**Job**
In the post on Random Forests, what weight does a single tree give each of the n training observations in a leaf?

**Excerpted text**
Is Random Forest a Risk-Averse Investor?

Jan 6

These are some observations that came out of the AEA meeting in Philadelphia last weekend—from the discussion of our paper "Dual Interpretation of Machine Learning Forecasts" (with Karin Klieber and Maximilian Göbel) by Ulrich Müller, and the conversations that followed.

Here's a fact about Random Forests that changes how you think about them: every RF prediction is a weighted average of training observations, where the weights are non-negative and sum to one. In the ML cannon, RF (and plain trees) are unique in this regard. While we discuss this to some extent in the paper, I thought the point could benefit additional thoughts.

It's Averages All the Way Down

When you think about it, a tree prediction is just the average of training observations in the leaf. The weights are 1/n for the n observations in that leaf, zero for everyone else.

A forest is an average of trees. An average of averages is just an average.

That's why RF weights can never be negative, unlike anything optimized with least squares, where negative weights emerge naturally from the math.

The Implications

In increasing order of non-triviality:

1. Random Forests cannot extrapolate.

This is well known. But the simplex framing makes it unavoidable: if all weights are non-negative and sum to one, the prediction is a convex combination of training outcomes. There is simply no way to escape the range of what you've seen before.

**Dataset content**
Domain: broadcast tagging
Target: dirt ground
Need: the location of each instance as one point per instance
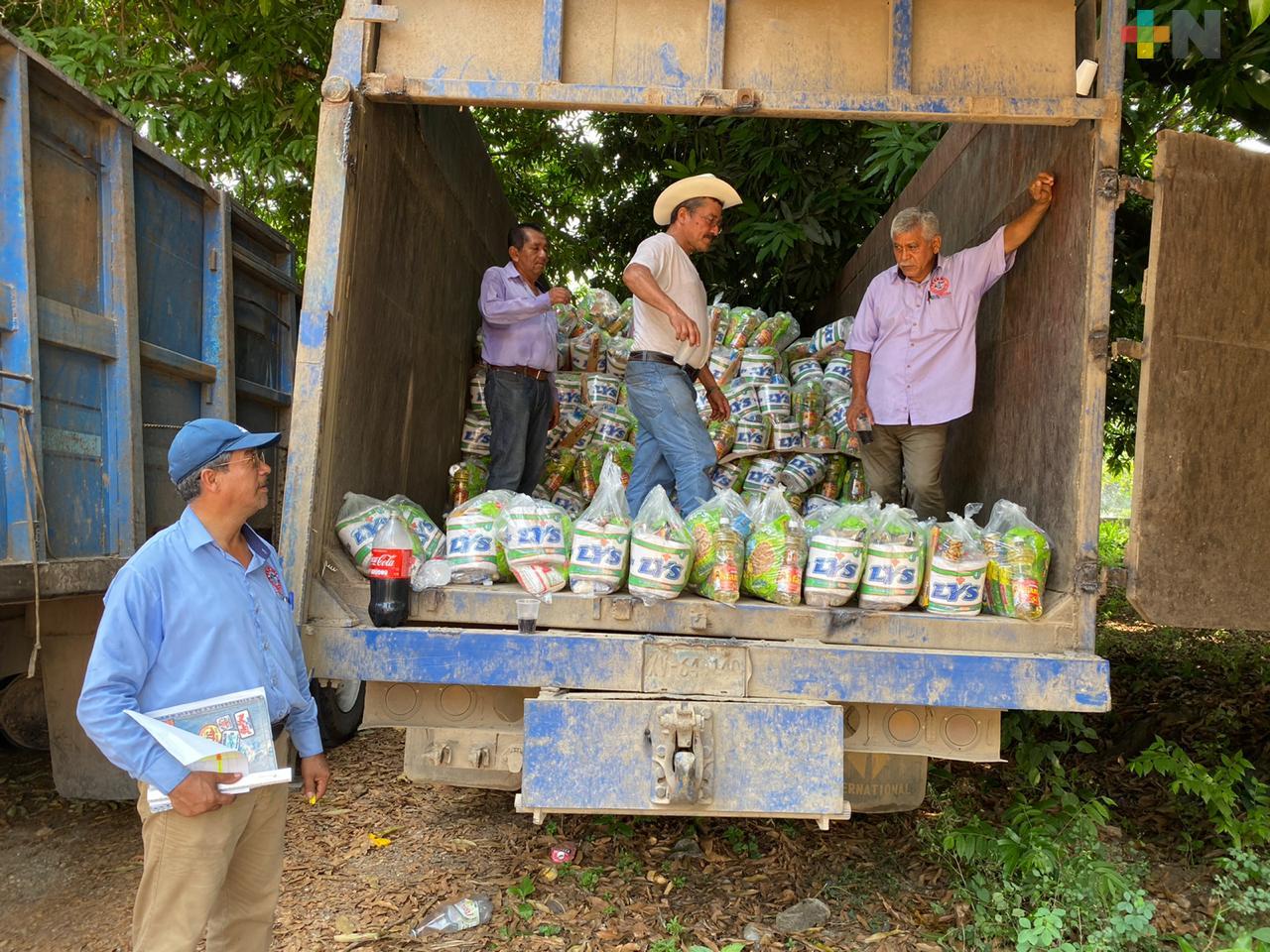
(70, 867)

**Final result**
Each gets a weight of 1/n, and every other observation gets zero.